# [Selected extract]
------------------------------
Thank you for an excellent post here, kab60.

 

Mr. Taleb defines an antifragile thing as a thing, that gains strength, when it is subject to disorder, stress, headwind and punches from some direction, perhaps several.

 

I have had severe second thoughts going forward in recent months with an intention to buy more of long term positions, and I have been struggling with getting some structure on my thinking.

 

Here is what I have started to do - position by position:

 

1. I go back to the '08 financials of the company and study it, trying to find answers to the following questions:

 

1a. What was the financial position and overall condition of the company then [in most cases - just around early spring '09 - thereby near the buttom].

1b. What did the management then express of expectations going forward - short term, mid term and long term.

1c. What did the management express in the spring '09 that it would do short term, based on 1a combined with 1b.

 

2. Then I look at the '09 and '10 financials from the same angle , as mentioned under bullet 1 - including specifically looking for hindsight bias in the management and chairman letters for those years.

 

3. Then I take a look at "now" - the '16 financials, and ask my self the questions while reading:

 

3a. What is the financial position of the company now?
------------------------------
# [Supplied data]
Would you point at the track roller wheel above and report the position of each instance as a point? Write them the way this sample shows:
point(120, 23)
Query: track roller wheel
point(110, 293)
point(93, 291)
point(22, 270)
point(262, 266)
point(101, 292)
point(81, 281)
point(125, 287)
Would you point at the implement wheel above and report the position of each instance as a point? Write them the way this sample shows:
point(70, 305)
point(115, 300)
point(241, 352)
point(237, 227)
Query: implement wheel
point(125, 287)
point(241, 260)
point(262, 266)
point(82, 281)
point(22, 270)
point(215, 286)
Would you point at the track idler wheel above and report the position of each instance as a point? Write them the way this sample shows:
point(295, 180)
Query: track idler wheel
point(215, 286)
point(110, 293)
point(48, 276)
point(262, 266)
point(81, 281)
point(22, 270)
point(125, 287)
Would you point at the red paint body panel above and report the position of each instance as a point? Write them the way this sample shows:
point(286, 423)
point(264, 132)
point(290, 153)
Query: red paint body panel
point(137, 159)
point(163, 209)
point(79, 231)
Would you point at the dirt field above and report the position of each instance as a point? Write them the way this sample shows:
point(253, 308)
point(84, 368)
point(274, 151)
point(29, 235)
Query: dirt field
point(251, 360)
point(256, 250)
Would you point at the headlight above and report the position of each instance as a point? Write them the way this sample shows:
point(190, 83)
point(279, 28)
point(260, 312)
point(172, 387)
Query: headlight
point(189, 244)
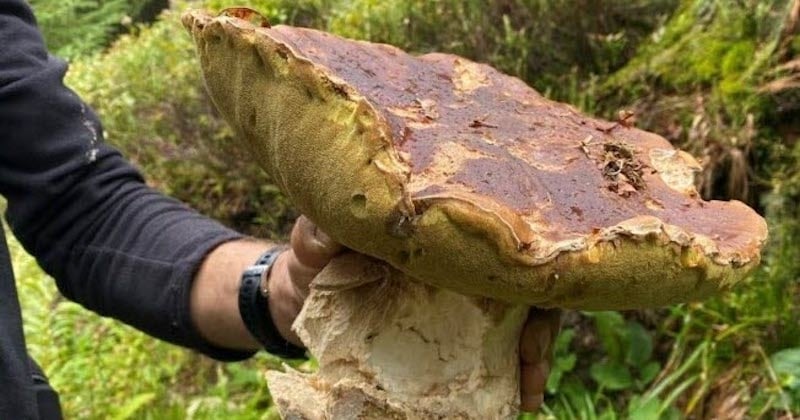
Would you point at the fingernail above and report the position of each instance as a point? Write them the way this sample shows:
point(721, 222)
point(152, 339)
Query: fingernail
point(322, 237)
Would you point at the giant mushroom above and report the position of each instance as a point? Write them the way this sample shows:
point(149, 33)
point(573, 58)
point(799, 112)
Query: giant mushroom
point(470, 198)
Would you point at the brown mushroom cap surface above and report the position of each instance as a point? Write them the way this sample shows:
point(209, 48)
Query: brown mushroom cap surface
point(468, 179)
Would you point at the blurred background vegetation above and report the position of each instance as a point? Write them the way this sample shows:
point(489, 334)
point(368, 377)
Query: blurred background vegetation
point(719, 78)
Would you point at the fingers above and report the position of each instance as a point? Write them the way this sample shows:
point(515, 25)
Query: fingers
point(536, 348)
point(312, 247)
point(311, 251)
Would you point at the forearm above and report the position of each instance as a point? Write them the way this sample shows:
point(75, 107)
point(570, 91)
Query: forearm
point(214, 297)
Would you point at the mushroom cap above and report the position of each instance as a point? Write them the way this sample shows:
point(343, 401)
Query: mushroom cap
point(468, 179)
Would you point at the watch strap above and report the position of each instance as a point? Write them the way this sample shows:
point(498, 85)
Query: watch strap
point(254, 308)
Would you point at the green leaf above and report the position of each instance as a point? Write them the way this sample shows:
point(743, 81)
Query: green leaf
point(611, 375)
point(563, 341)
point(553, 380)
point(644, 408)
point(649, 372)
point(640, 345)
point(609, 326)
point(133, 405)
point(786, 364)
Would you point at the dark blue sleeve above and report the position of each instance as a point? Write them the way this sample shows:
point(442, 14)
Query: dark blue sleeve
point(114, 245)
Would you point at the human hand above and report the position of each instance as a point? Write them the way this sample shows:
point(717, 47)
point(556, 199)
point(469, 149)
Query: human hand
point(311, 250)
point(536, 354)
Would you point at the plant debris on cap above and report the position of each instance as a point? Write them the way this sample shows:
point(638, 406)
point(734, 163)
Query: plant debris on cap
point(468, 179)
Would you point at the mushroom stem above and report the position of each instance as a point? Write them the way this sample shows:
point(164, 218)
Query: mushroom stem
point(392, 348)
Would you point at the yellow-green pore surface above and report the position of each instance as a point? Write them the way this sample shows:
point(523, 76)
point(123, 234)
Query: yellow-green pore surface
point(468, 179)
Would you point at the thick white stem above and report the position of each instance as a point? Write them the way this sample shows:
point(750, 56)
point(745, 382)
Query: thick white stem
point(392, 348)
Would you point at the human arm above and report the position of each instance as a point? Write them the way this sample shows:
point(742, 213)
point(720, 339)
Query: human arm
point(112, 243)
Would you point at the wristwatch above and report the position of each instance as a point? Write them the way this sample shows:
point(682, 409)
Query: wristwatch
point(254, 307)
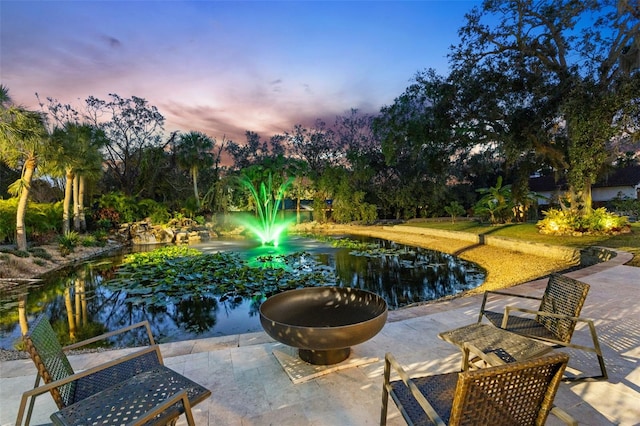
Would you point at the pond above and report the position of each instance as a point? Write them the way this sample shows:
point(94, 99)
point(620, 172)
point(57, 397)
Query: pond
point(80, 305)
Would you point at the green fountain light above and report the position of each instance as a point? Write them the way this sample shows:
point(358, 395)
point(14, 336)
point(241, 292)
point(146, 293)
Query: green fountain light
point(266, 225)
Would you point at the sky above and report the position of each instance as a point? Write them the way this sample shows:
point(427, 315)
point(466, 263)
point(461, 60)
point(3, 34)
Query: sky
point(225, 67)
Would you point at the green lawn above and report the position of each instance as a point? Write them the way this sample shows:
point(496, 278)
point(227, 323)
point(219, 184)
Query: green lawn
point(629, 242)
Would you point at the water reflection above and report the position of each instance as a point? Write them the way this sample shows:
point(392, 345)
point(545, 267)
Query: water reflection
point(81, 307)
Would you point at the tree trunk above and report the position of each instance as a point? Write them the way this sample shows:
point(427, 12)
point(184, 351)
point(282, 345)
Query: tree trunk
point(194, 174)
point(83, 220)
point(76, 205)
point(588, 198)
point(66, 204)
point(21, 234)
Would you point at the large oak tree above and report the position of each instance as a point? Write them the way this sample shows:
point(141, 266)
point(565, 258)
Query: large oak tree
point(553, 83)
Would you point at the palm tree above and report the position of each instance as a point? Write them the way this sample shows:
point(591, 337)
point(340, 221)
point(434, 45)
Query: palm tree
point(76, 155)
point(194, 154)
point(22, 140)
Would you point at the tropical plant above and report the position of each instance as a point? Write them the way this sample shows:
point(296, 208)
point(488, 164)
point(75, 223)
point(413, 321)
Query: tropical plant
point(454, 209)
point(22, 142)
point(496, 204)
point(67, 242)
point(570, 222)
point(194, 154)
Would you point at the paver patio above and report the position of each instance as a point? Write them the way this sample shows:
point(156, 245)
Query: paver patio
point(249, 387)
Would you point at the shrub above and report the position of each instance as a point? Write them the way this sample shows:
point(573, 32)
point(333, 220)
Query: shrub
point(68, 242)
point(454, 209)
point(567, 222)
point(40, 253)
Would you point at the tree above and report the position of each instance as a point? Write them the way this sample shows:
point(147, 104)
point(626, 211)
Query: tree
point(418, 142)
point(130, 126)
point(194, 153)
point(255, 151)
point(75, 153)
point(550, 82)
point(22, 141)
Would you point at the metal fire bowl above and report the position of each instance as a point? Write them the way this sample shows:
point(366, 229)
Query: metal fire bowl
point(323, 322)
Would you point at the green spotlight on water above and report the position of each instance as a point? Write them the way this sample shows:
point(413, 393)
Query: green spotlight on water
point(266, 226)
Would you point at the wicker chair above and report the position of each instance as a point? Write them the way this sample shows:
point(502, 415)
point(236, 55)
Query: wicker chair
point(519, 393)
point(554, 321)
point(68, 388)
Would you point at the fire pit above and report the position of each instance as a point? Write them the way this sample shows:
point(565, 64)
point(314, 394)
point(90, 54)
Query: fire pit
point(323, 322)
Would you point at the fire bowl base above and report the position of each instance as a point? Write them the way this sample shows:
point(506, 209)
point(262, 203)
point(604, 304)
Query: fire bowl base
point(328, 357)
point(300, 371)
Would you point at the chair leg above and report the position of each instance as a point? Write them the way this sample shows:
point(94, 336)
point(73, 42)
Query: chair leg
point(596, 346)
point(385, 393)
point(32, 401)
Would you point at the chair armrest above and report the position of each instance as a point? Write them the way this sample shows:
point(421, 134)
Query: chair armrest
point(47, 387)
point(111, 334)
point(564, 416)
point(390, 362)
point(501, 293)
point(490, 358)
point(504, 293)
point(162, 407)
point(509, 309)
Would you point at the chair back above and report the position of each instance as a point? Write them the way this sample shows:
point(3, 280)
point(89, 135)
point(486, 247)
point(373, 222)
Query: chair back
point(519, 393)
point(564, 296)
point(52, 363)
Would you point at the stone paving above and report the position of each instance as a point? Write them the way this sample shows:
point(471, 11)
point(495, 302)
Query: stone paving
point(249, 386)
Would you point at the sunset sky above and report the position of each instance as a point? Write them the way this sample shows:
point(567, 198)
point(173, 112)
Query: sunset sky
point(224, 67)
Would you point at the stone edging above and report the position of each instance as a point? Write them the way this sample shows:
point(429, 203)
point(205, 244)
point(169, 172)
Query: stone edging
point(585, 257)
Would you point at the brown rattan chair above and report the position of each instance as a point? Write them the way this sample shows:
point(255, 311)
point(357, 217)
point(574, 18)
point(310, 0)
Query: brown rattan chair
point(74, 392)
point(554, 321)
point(519, 393)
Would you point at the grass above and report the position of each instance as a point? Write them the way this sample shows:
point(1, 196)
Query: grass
point(629, 242)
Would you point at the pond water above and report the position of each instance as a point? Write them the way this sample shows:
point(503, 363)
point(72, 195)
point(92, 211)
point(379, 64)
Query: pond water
point(80, 306)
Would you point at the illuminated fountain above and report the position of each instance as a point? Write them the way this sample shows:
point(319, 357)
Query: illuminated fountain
point(323, 323)
point(266, 225)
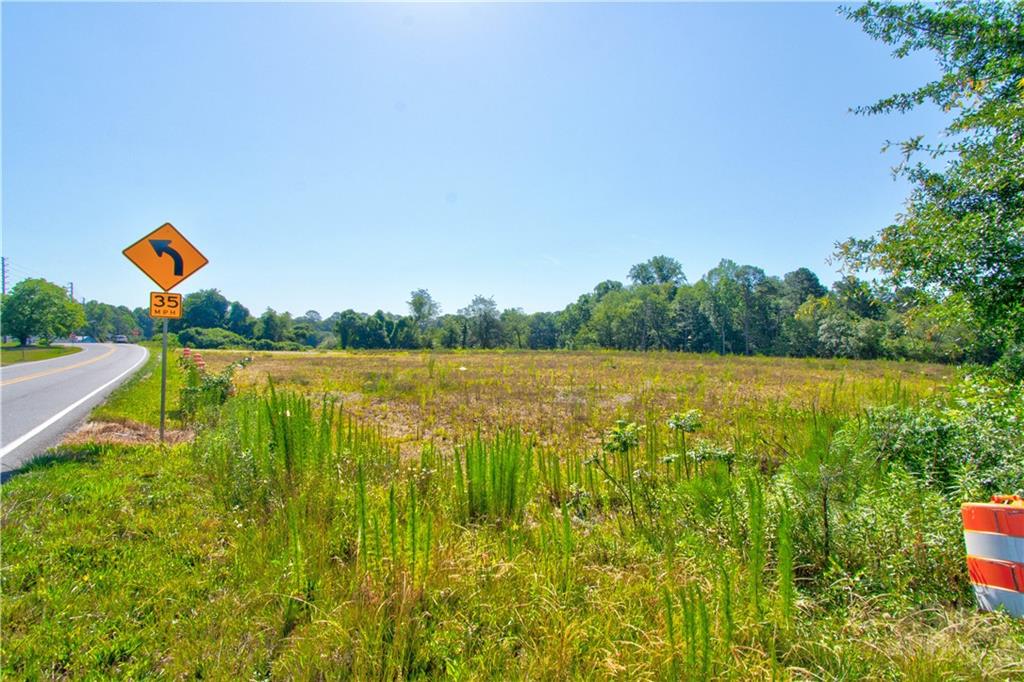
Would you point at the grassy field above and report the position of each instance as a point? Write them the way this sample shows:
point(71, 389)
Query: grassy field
point(11, 353)
point(503, 516)
point(138, 399)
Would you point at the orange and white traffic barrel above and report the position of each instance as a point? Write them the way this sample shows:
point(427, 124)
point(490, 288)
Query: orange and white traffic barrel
point(993, 534)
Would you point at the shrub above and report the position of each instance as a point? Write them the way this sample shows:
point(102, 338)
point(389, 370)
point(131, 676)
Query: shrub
point(200, 337)
point(204, 390)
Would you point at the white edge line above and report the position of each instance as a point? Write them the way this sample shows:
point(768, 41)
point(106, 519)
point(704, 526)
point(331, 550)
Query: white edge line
point(6, 450)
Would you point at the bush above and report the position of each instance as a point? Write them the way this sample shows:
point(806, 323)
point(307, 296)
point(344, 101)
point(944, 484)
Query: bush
point(967, 443)
point(200, 337)
point(1011, 366)
point(265, 344)
point(205, 390)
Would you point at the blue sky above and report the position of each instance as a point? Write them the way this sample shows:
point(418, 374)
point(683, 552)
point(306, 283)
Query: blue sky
point(339, 156)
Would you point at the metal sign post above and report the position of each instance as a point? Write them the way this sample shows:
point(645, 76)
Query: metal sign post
point(182, 259)
point(163, 385)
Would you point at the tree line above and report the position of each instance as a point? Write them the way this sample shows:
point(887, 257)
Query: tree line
point(732, 308)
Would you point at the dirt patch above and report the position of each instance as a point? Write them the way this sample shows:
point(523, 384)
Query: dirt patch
point(127, 432)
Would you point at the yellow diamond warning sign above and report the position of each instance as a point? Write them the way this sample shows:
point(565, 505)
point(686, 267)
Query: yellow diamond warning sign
point(166, 256)
point(167, 305)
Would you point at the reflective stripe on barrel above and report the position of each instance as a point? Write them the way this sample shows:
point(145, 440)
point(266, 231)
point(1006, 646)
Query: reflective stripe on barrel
point(993, 535)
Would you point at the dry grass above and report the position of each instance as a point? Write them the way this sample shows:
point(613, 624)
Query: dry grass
point(566, 399)
point(125, 432)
------------------------------
# [Task to carry out]
Reproduce the part of the post on reviewing company financials starting with "Here is what" and going on through "near the buttom].". The records have nothing to do with the post.

# [Answer section]
Here is what I have started to do - position by position:

 

1. I go back to the '08 financials of the company and study it, trying to find answers to the following questions:

 

1a. What was the financial position and overall condition of the company then [in most cases - just around early spring '09 - thereby near the buttom].